▶ _INSTRUCTIONS TO FOLLOW_
Give back the line that contains "Drop a marker on the woman's fingers, one" and every following line, exactly as they appear, through the end of the data.

# # #

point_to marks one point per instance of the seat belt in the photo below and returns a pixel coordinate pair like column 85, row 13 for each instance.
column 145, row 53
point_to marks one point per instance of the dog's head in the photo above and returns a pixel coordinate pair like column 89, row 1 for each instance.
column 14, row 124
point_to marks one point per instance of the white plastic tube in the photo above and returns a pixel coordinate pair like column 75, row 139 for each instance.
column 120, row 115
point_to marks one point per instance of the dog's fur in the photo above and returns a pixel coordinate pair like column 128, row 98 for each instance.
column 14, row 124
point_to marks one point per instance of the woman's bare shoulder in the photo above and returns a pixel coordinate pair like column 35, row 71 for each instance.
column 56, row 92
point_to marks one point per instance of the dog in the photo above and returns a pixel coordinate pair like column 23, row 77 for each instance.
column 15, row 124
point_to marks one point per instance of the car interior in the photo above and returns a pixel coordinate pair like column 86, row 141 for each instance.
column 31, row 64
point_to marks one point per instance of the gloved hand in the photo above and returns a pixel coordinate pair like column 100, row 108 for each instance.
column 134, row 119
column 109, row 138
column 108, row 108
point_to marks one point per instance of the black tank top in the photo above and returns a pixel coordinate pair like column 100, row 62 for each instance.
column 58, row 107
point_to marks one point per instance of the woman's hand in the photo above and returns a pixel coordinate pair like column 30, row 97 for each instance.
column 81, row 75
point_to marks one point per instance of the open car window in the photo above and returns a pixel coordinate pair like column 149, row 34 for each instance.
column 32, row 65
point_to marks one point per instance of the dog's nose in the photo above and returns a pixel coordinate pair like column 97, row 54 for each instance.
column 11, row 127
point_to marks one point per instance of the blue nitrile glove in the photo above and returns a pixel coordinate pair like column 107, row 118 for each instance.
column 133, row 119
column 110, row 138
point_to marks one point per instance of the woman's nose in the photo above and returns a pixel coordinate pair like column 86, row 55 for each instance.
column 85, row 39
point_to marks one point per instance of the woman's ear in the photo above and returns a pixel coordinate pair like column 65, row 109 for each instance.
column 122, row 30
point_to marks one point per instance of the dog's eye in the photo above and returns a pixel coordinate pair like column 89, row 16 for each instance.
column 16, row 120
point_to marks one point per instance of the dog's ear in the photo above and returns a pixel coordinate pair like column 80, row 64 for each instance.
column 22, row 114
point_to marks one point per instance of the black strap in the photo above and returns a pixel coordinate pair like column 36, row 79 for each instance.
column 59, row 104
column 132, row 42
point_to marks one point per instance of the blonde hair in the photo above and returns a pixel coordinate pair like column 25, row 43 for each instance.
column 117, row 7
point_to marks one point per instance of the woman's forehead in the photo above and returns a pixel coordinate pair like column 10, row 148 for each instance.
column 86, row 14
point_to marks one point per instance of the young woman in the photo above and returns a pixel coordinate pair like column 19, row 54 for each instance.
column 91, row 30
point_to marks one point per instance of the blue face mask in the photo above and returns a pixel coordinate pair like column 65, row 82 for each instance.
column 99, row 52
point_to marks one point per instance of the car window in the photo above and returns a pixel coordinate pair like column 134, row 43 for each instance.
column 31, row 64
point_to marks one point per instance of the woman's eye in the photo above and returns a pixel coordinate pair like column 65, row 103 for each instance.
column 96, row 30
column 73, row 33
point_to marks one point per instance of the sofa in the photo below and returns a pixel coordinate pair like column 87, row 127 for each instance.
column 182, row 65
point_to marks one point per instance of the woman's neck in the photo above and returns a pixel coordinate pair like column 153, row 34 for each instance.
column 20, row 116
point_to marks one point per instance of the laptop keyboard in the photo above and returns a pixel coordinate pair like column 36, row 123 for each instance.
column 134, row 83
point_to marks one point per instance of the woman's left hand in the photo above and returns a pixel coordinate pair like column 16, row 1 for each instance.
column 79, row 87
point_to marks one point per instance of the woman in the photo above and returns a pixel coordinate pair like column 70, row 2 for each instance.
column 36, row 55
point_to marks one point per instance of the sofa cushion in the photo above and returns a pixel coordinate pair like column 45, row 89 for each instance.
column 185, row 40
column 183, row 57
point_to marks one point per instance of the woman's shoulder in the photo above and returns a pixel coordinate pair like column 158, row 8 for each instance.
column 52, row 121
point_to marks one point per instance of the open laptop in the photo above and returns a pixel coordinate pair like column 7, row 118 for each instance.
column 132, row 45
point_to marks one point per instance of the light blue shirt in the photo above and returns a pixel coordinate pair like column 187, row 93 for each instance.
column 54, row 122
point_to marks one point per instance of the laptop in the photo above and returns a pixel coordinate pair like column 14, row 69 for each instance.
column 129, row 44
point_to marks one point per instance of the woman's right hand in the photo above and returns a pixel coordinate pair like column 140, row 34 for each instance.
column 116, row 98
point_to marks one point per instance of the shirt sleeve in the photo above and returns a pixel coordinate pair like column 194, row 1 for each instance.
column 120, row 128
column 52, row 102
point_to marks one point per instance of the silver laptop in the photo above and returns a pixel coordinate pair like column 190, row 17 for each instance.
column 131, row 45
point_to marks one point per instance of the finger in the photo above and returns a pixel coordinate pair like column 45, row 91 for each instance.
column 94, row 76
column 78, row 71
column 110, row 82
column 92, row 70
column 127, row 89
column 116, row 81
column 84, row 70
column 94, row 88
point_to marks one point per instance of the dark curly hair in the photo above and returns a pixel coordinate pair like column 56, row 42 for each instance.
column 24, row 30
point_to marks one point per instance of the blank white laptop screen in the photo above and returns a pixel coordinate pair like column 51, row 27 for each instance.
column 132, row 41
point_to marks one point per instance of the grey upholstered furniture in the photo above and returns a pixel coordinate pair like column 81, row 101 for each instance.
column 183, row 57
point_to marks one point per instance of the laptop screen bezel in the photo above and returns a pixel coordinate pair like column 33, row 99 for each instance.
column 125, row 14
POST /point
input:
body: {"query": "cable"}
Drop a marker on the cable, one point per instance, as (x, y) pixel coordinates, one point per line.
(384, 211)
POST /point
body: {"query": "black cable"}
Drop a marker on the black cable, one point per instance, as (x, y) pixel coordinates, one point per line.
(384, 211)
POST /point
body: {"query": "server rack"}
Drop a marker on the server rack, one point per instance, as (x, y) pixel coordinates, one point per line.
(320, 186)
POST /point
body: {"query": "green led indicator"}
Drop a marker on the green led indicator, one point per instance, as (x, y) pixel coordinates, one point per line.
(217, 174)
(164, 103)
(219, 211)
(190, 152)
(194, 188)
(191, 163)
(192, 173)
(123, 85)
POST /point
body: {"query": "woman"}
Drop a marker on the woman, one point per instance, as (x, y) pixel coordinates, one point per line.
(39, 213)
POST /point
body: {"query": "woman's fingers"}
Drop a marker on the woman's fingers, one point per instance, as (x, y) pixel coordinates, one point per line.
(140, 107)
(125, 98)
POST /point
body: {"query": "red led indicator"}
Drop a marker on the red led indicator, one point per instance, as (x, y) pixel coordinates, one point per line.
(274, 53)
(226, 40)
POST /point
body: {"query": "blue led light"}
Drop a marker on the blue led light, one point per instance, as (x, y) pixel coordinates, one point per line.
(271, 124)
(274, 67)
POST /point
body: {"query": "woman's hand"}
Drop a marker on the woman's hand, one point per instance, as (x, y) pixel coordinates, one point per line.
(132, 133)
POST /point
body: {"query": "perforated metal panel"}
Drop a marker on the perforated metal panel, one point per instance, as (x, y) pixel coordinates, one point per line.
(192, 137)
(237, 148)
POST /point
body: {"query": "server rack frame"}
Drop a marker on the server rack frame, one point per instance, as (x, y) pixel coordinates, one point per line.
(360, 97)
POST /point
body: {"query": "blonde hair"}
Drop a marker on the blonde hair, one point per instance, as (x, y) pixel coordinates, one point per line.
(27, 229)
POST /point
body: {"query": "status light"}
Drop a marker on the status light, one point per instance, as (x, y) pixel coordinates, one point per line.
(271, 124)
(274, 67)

# # #

▶ _RESPONSE AREA_
Drop a marker on the woman's fingers, one point per instance, as (x, y) pixel coordinates, one point per line.
(140, 107)
(125, 98)
POST /point
body: {"query": "red led indicator"}
Drop a marker on the red led indicator, one point per instance, as (x, y) pixel coordinates, one point per line.
(274, 53)
(226, 40)
POST /point
body: {"query": "blue led light"}
Drop a marker on the blue led light, one point per instance, as (x, y) pixel coordinates, one point per line.
(271, 124)
(274, 67)
POST /point
body: {"query": "woman's hand"}
Drop a marker on the woman's hand, one point per instance, as (x, y) pixel coordinates, one point per line.
(132, 133)
POST /point
body: {"query": "perforated metal panel"}
Drop a marker on the perforated metal panel, one point per instance, as (x, y) pixel coordinates, one point per line.
(192, 137)
(237, 148)
POST /point
body: {"query": "server rack frame"}
Drop a marker on the server rack frame, one point per instance, as (x, y) pixel coordinates, one point per line.
(360, 97)
POST /point
body: {"query": "blonde hair"}
Drop a marker on the blonde hair, one point per instance, as (x, y) pixel coordinates, one point per line.
(27, 229)
POST /point
body: {"query": "status light"}
Drop a marker on the status light, one point per instance, as (x, y) pixel coordinates, one point per line.
(271, 124)
(274, 67)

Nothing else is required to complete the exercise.